*** TEXTO DE ORIGEN

Las silenciosas heroínas de la Independencia: un homenaje a la mujer argentina en su hogar

En estos días de ruido y confusión, donde la modernidad nos arrastra hacia un torbellino de consignas vacías y modas pasajeras, vale la pena detenernos a contemplar con admiración a aquellas mujeres argentinas que, entre 1810 y 1830, durante las turbulentas guerras de la Independencia, eligieron quedarse en sus casas, fieles a su vocación de madres y esposas. Lejos de los campos de batalla, lejos de las proclamas altisonantes y las glorias públicas, estas mujeres sostuvieron con su callada fortaleza el alma de una nación que luchaba por nacer. Y sin embargo, hoy, en un mundo obsesionado con alabar a la mujer solo en la medida en que imita al hombre, su legado parece condenado al olvido o, peor aún, al desprecio.

No se trata aquí de negar el coraje de aquellas que, como Juana Azurduy o María Remedios del Valle, tomaron las armas y enfrentaron al enemigo con una bravura que avergüenza a muchos hombres. Su heroicidad es innegable y merece su lugar en la historia. Pero reducir la grandeza femenina a esos episodios excepcionales es un error que empobrece nuestra comprensión de lo que significa ser mujer y, más aún, ser mujer argentina. Porque mientras los tambores de la guerra resonaban en Tucumán, en Salta o en el Alto Perú, eran las madres y esposas en sus hogares las que, con su labor silenciosa, aseguraban que hubiera un pueblo por el cual luchar, un hogar al que volver, una patria que no se desmoronara en el caos.

Imaginen por un momento a esas mujeres de principios del siglo XIX: sin los lujos de la modernidad, sin las comodidades que hoy damos por sentadas, enfrentando la incertidumbre de un esposo o un hijo que partía al frente, tal vez para no regresar. En sus manos recaía la tarea de criar a los niños, de mantener viva la fe, de administrar los escasos recursos de una economía de guerra. Eran ellas quienes, con sus rezos nocturnos, sostenían la esperanza; quienes, con sus manos curtidas, remendaban ropas, cocinaban con lo poco que había y enseñaban a sus hijos los valores que luego harían de la Argentina una nación digna. ¿No es esto heroicidad? ¿No es esto un triunfo tan grande o mayor que el de blandir un sable?

Y sin embargo, hoy, la moda "progresista" nos dice que estas mujeres no cuentan. Nos insiste en que la mujer solo merece ser celebrada si abandona su hogar, si compite con el hombre en sus propios terrenos, si se "empodera" —palabra hueca y manoseada— triunfando en profesiones que durante siglos fueron dominadas por varones. Nos venden la idea de que ser madre, esposa o ama de casa es una forma de servidumbre, una traición a la "igualdad", cuando en realidad es el fundamento mismo de toda sociedad que aspire a perdurar. Esta moda moderna, con su desprecio por lo femenino auténtico, no solo deshonra a aquellas mujeres de la Independencia, sino que nos roba a todos la posibilidad de reconocer la grandeza que reside en lo cotidiano, en lo humilde, en lo que no busca aplausos.

******

## TAREA ASIGNADA
Prosiga el texto sobre las mujeres argentinas en sus hogares durante la Independencia a partir de su última oración. Las entradas constituyen un material aparte, ajeno al texto sobre las mujeres de la Independencia.

*** INFORMACIÓN EXTRAÍDA

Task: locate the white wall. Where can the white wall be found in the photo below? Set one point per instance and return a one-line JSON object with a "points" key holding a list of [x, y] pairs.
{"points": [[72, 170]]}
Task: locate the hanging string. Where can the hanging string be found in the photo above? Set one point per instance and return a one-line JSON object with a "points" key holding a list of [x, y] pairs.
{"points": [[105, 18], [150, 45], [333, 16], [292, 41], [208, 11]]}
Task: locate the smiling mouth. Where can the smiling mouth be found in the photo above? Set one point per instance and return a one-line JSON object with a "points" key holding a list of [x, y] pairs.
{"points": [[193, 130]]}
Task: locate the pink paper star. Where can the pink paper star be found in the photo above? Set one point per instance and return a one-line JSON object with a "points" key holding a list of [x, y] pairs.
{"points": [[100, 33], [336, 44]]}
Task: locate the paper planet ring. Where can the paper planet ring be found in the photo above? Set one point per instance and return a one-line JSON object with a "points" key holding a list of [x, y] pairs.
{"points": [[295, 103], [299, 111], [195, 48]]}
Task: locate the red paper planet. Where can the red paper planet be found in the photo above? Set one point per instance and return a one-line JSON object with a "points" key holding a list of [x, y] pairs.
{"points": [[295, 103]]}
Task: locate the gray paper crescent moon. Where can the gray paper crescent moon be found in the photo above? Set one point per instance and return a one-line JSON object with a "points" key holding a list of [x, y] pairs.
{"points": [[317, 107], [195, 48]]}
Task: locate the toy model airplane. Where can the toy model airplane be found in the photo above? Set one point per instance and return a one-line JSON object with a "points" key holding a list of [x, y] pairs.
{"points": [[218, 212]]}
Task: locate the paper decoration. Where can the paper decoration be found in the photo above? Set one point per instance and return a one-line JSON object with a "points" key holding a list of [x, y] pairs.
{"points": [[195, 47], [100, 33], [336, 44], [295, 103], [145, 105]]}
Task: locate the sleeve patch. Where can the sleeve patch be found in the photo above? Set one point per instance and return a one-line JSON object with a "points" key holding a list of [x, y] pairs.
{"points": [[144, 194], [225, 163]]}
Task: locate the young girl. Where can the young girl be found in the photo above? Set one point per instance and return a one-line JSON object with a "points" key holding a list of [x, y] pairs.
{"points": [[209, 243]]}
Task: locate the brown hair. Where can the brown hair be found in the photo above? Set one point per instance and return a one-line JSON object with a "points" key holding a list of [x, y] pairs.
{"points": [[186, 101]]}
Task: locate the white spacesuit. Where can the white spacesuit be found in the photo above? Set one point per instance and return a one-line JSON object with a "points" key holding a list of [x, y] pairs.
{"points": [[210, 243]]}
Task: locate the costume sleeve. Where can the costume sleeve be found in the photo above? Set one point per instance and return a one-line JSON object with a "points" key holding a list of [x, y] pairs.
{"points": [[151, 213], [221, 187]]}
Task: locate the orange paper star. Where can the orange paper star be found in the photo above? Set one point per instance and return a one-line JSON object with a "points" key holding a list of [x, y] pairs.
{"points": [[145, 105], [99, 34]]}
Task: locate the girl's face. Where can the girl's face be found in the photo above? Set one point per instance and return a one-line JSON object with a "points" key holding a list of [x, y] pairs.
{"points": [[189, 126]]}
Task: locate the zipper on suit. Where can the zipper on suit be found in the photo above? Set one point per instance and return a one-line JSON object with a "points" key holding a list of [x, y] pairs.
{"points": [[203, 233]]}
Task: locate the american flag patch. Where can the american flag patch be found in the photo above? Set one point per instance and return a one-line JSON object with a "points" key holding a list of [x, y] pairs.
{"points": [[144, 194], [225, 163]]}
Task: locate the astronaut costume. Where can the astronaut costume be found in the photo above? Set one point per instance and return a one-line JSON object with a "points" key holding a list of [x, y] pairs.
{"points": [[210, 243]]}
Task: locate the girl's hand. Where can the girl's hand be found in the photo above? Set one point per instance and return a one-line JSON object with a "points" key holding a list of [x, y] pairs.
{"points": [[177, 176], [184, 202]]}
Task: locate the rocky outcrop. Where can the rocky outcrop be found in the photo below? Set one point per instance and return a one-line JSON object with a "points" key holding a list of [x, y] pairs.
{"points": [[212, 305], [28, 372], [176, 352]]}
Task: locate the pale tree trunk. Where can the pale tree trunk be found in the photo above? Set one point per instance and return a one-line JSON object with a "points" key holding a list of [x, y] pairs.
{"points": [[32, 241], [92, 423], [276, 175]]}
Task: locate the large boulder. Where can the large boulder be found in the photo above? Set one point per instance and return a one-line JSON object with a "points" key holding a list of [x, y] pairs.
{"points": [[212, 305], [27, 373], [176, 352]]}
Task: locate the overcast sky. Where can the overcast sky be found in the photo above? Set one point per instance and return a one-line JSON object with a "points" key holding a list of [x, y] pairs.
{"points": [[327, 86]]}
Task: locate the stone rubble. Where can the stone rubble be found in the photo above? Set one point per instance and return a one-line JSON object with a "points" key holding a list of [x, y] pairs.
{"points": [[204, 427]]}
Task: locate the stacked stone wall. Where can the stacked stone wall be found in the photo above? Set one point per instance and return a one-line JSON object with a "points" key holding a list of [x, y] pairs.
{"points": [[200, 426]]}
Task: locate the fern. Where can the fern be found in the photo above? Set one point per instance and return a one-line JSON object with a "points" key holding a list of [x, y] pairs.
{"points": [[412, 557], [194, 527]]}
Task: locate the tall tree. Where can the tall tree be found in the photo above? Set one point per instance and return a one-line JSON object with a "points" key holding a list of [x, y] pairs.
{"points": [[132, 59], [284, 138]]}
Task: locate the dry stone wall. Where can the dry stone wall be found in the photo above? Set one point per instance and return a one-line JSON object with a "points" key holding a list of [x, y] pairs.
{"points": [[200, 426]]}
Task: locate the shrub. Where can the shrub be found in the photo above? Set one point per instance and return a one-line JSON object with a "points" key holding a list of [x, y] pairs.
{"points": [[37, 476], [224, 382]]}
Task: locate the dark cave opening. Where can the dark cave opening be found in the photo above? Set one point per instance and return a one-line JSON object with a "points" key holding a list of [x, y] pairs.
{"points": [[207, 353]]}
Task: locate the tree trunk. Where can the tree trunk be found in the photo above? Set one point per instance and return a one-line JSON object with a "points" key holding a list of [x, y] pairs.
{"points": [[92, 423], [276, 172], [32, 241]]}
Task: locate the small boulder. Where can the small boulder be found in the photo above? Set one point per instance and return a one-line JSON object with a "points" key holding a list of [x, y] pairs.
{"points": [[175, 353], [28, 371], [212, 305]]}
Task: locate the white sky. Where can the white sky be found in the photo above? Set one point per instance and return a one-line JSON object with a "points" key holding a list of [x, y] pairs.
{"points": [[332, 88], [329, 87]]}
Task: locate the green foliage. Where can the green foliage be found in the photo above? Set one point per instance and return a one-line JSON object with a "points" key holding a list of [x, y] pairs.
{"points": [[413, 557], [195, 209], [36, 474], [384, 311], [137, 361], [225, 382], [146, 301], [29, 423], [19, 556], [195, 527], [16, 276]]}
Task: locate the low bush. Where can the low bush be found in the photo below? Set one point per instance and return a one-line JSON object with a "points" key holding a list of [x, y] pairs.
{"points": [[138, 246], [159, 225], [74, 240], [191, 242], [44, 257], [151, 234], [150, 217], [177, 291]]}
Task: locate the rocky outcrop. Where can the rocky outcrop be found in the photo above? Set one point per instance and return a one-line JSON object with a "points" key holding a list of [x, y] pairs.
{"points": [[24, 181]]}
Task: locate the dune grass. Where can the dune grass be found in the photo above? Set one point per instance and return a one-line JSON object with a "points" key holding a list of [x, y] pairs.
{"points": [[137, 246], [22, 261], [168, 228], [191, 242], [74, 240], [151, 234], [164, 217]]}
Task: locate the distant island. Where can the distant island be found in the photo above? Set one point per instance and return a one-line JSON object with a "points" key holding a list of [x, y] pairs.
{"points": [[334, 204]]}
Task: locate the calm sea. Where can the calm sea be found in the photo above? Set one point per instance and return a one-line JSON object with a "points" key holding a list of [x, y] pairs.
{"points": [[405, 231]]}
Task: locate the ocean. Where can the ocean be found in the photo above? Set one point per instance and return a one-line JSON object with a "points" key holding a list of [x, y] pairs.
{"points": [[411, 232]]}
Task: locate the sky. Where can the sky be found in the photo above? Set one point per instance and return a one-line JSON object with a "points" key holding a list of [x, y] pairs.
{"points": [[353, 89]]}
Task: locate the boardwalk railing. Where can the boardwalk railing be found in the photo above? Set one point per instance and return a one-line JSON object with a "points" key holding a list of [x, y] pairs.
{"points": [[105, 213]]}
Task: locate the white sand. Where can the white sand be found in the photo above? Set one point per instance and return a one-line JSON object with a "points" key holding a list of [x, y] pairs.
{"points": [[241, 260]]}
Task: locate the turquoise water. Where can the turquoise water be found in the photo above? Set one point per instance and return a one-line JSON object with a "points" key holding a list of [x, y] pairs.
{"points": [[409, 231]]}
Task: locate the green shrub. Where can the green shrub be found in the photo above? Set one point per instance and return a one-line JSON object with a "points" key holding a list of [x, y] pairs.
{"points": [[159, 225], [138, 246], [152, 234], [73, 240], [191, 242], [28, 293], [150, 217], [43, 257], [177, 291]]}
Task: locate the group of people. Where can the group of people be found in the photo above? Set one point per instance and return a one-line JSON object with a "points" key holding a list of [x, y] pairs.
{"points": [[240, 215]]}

******

## RESULTADO OBTENIDO
No niego que las mujeres puedan destacar en la política, en la ciencia o en la guerra. Pero pretender que ese sea el único estándar de valor es una aberración. ¿Acaso no vemos que, al exaltar solo a la mujer que "triunfa como hombre", estamos diciendo implícitamente que lo femenino, en sí mismo, no basta? ¿Que ser madre, criar una familia, sostener un hogar, no es digno de admiración a menos que se acompañe de un título universitario o un cargo público? Esta mentalidad, tan en boga en los círculos "ilustrados" de nuestro tiempo, es una traición a la esencia de la mujer y, en última instancia, a la esencia de la patria misma.

Volvamos la mirada a esas mujeres de 1810 a 1830. Pensemos en la esposa del gaucho que, mientras su marido cabalgaba con Güemes, se quedaba sola enfrentando la miseria, pero nunca dejaba de enseñar a sus hijos el amor por la tierra. Pensemos en la madre que, con el corazón en un puño, despedía a su hijo rumbo a la batalla de Chacabuco, y luego pasaba noches en vela rezando por su regreso. Pensemos en la viuda que, tras perderlo todo, seguía adelante con una dignidad que ningún ejército podía quebrar. Estas mujeres no buscaban medallas ni estatuas; no ambicionaban ser "iguales" a los hombres en un sentido superficial. Su fuerza estaba en su entrega, en su capacidad de amar y sacrificarse por los suyos, en su rol insustituible como guardianas del hogar y de la fe.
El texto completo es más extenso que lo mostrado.